* **Exercise requirements**:
The reply to the records below should contain exactly the lines from the line with "Query: river" through the line with "Query: outer rainbow arc", and nothing besides.
"""
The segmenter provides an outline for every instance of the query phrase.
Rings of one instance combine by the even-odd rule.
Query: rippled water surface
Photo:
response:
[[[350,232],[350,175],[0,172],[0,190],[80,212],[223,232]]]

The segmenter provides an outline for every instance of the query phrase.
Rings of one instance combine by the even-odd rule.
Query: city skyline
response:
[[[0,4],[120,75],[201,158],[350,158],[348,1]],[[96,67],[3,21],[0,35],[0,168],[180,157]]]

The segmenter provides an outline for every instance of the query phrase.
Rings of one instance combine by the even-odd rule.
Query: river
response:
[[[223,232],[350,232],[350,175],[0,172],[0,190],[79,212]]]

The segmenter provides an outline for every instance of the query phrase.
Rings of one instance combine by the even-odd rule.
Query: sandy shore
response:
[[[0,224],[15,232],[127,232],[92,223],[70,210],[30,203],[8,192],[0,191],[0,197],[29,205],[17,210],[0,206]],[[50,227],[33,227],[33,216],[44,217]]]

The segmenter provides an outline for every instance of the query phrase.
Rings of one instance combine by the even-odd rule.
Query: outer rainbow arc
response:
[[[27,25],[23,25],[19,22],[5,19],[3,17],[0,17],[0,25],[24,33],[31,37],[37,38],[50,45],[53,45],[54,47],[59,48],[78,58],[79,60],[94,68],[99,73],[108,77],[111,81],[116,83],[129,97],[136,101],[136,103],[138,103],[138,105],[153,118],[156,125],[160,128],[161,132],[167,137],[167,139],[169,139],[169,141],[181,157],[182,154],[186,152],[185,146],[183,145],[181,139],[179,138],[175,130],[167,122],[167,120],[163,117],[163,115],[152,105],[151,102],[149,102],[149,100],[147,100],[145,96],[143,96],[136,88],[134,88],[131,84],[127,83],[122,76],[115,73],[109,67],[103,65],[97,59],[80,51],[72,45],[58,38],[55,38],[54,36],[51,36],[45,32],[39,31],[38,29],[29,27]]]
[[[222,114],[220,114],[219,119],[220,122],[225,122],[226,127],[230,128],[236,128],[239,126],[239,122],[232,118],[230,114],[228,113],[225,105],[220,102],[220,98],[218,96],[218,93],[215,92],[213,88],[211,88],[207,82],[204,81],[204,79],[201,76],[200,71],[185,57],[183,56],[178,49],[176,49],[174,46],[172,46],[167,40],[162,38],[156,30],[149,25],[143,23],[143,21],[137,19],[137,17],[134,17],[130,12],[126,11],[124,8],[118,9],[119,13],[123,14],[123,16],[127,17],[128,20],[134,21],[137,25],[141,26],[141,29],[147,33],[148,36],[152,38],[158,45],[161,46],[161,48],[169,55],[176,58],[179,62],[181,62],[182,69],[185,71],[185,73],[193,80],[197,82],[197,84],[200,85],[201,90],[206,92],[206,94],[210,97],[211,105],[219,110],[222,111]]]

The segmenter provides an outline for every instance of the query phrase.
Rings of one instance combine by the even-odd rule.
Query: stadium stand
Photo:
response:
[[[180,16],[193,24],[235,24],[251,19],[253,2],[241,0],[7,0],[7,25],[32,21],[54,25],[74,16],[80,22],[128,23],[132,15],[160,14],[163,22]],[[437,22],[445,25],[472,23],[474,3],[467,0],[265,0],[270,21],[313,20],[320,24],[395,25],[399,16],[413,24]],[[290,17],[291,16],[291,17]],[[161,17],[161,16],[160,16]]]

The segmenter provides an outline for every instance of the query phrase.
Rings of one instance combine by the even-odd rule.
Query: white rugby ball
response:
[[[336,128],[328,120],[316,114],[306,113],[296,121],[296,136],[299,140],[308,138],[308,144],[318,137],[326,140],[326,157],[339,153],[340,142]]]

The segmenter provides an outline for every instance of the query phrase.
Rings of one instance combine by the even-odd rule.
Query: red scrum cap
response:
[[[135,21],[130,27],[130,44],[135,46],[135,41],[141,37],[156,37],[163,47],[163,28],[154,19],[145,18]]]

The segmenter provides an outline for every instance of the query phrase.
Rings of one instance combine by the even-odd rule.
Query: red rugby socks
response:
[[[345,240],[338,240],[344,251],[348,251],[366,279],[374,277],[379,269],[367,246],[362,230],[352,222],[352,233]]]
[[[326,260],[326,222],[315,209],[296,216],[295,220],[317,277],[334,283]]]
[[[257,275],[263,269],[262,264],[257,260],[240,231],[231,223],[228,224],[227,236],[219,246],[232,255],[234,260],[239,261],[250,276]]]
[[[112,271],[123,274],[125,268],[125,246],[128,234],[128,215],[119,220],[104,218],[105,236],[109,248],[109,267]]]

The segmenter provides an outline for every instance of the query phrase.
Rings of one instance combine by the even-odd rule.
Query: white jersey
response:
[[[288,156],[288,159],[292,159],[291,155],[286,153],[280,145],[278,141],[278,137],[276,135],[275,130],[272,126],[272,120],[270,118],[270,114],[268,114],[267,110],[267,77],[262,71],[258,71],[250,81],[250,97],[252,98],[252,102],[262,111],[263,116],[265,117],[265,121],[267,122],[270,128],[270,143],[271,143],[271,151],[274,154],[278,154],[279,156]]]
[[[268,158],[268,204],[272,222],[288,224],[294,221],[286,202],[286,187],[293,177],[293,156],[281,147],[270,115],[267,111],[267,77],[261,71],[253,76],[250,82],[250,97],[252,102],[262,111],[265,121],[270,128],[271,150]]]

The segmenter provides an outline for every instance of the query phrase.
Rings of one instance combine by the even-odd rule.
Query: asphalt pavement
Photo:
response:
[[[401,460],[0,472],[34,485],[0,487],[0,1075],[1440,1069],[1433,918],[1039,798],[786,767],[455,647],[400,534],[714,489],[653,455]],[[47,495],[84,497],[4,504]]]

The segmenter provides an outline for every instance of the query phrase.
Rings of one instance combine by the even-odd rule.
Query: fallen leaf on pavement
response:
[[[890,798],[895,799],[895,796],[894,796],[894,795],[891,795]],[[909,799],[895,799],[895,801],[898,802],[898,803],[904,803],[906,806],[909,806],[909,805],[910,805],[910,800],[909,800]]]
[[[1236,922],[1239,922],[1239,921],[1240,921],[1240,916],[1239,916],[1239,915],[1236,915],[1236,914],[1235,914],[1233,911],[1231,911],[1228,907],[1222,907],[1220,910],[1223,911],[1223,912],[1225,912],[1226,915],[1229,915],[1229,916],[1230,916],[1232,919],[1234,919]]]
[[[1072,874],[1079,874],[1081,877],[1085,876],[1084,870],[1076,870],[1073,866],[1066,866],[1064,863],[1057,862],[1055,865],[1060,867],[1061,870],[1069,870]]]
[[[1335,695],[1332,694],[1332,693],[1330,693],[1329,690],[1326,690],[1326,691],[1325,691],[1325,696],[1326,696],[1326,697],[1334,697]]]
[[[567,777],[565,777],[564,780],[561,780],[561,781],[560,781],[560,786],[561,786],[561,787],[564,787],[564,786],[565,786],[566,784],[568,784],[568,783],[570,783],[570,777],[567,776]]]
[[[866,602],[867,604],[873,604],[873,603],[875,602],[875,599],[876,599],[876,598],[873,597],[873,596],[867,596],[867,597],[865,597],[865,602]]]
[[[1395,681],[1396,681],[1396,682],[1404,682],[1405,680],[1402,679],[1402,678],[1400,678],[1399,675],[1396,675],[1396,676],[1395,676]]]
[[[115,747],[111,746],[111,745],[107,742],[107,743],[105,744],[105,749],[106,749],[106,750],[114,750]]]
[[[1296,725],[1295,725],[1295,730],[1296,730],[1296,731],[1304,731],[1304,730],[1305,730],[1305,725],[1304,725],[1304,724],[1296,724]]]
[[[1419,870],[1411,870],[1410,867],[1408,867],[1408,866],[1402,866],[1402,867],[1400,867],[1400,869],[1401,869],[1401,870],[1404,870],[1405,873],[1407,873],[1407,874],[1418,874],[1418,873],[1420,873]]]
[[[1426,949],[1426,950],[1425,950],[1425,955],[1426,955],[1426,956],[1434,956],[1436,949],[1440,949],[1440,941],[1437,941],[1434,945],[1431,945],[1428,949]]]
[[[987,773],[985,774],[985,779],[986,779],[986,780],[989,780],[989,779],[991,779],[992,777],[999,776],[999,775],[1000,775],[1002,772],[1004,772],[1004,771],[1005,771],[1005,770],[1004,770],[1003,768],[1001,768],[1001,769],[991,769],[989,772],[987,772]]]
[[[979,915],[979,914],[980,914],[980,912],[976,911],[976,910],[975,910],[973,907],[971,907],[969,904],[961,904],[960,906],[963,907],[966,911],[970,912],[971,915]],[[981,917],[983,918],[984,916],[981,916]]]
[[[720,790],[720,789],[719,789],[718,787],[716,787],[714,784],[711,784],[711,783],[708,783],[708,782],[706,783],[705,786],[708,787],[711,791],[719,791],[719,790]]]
"""
* **The answer**:
Query: river
response:
[[[223,232],[350,232],[350,175],[0,172],[0,190],[79,212]]]

The segmenter provides an outline for every instance of the query phrase.
Rings of one instance combine by the even-odd rule.
Query: sandy shore
response:
[[[0,224],[15,232],[127,232],[92,223],[70,210],[30,203],[8,192],[0,191],[0,197],[29,205],[17,210],[0,206]],[[50,227],[33,227],[33,216],[44,217]]]

The segmenter provides an outline for every instance of the query phrase.
Rings of one instance combine by the even-odd rule.
Query: outer rainbow arc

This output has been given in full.